TEXTO DE LEITURA:
────────
Produtos

Esse post é baseado no livro Teoria das Categorias para Programadores, de Bartosz Milewski.

1 Construção Universal

Quando estudamos uma categoria, não olhamos para dentro de seus objetos, diferenciamos um dos outros através do padrão de morfismos que partem ou chegam nele. Os morfismos são os atores principais de uma categoria conforme veremos ao longo das próximas postagens.

Para selecionar objetos de interesse utilizamos a construção universal, primeiro definimos um padrão de interesse e, em seguida, uma forma de rankear os objetos que obedecem tal padrão. Com isso podemos selecionar um objeto específico que apresenta propriedades de interesse.

2 Isomorfismo

Um conceito importante quando comparamos dois objetos é a ideia de igualdade. Na programação o que significa dois objetos serem iguais?

  • Eles devem ocupar a mesma memória? (x, y são iguais se apontam para o mesmo endereço).
  • Os valores de todos os seus componentes (em uma struct ou class, p. ex.) são iguais?
  • Dois números complexos podem ser iguais se são o mesmo número representados de forma diferente?

Dada a dificuldade em determinar se dois objetos são iguais (por não termos uma definição concreta de igualdade), podemos pensar em uma relação mais fraca, a de isomorfismo.

Dois objetos são isomórficos se eles apresentam o mesmo formato, ou seja, existe uma equivalência de cada valor de um objeto para o valor do outro objeto. Matematicamente, existe um mapa de \(a \rightarrow b\) que mapeia cada elemento de \(a\) para um elemento de \(b\) e, da mesma forma, um mapa \(b \rightarrow a\), sendo um o inverso do outro. Ambas as funções devem ser bijetivas.

Relembrando, uma função injetiva é quando dois ou mais elementos do domínio não podem ser mapeadas para um mesmo elemento do co-domínio. Função sobrejetiva é aquela em que todo elemento do co-domínio é o mapeamento de pelo menos um elemento do domínio. Função bijetiva é toda função injetiva e sobrejetiva. Ou seja, a função bijetiva existe entre dois conjuntos de mesmo tamanho e que cada elemento do conjunto co-domínio está relacionado com um elemento do domínio.

Podemos pensar em isomorfismo entre um objeto \(a\) e outro objeto \(b\) em termos de seus morfismos se existem dois morfismos f : a -> b e g : b -> a, tal que:

f . g = id
g . f = id

Graficamente temos:

3 Objeto Inicial

Pensando na categoria da pré-ordem, podemos definir a noção de que um objeto \(a\) é “mais anterior” a outro objeto \(b\) se existe uma seta \(a \rightarrow b\). Dessa forma podemos pensar no objeto que é o mais anterior a todos os outros, o objeto inicial.

O objeto inicial é aquele que apresenta um e apenas um morfismo para todos os outros objetos da categoria.
────────
CONJUNTO DE DADOS:
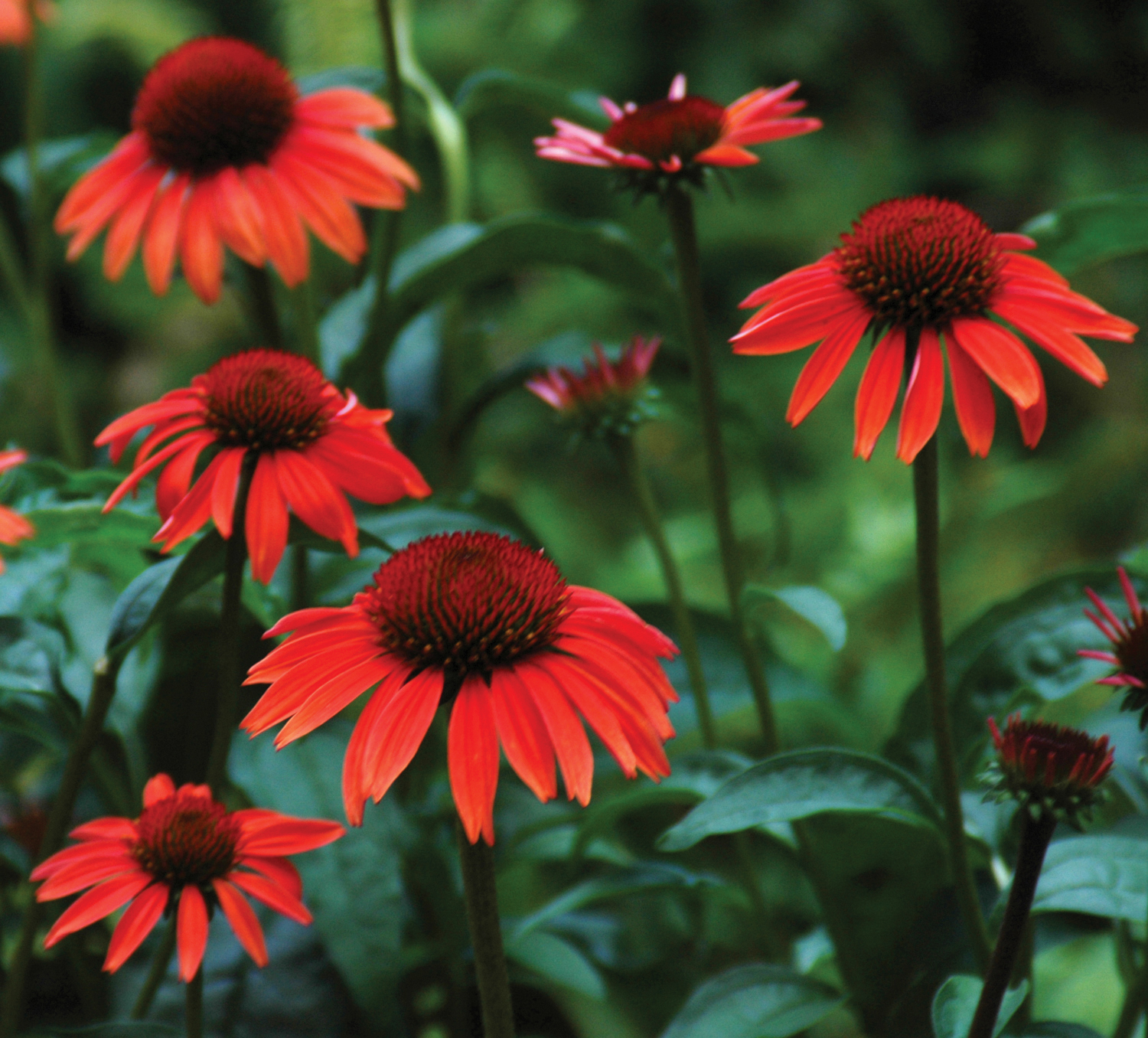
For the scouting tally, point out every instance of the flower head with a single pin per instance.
(610, 397)
(488, 625)
(918, 271)
(680, 135)
(224, 152)
(1049, 769)
(310, 447)
(185, 854)
(1130, 647)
────────
OBJETIVO 1: Segundo o texto sobre teoria das categorias, em que livro o post se baseia?
OBJETIVO 2:
Diga se cada afirmação concorda com o texto sobre teoria das categorias, citando as palavras dele que decidem a resposta.
(a) Ao estudar uma categoria, olhamos para dentro de seus objetos.
(b) Toda função injetiva e sobrejetiva é bijetiva.
(c) O objeto inicial tem vários morfismos para cada um dos outros objetos da categoria.
OBJETIVO 3: Liste os títulos de todas as seções numeradas do texto sobre teoria das categorias.

RESPOSTA ESCRITA 1: No livro Teoria das Categorias para Programadores, de Bartosz Milewski.

RESPOSTA ESCRITA 2:
(a) Não: "não olhamos para dentro de seus objetos".
(b) Sim: "Função bijetiva é toda função injetiva e sobrejetiva."
(c) Não: "apresenta um e apenas um morfismo para todos os outros objetos da categoria".

RESPOSTA ESCRITA 3: Construção Universal; Isomorfismo; Objeto Inicial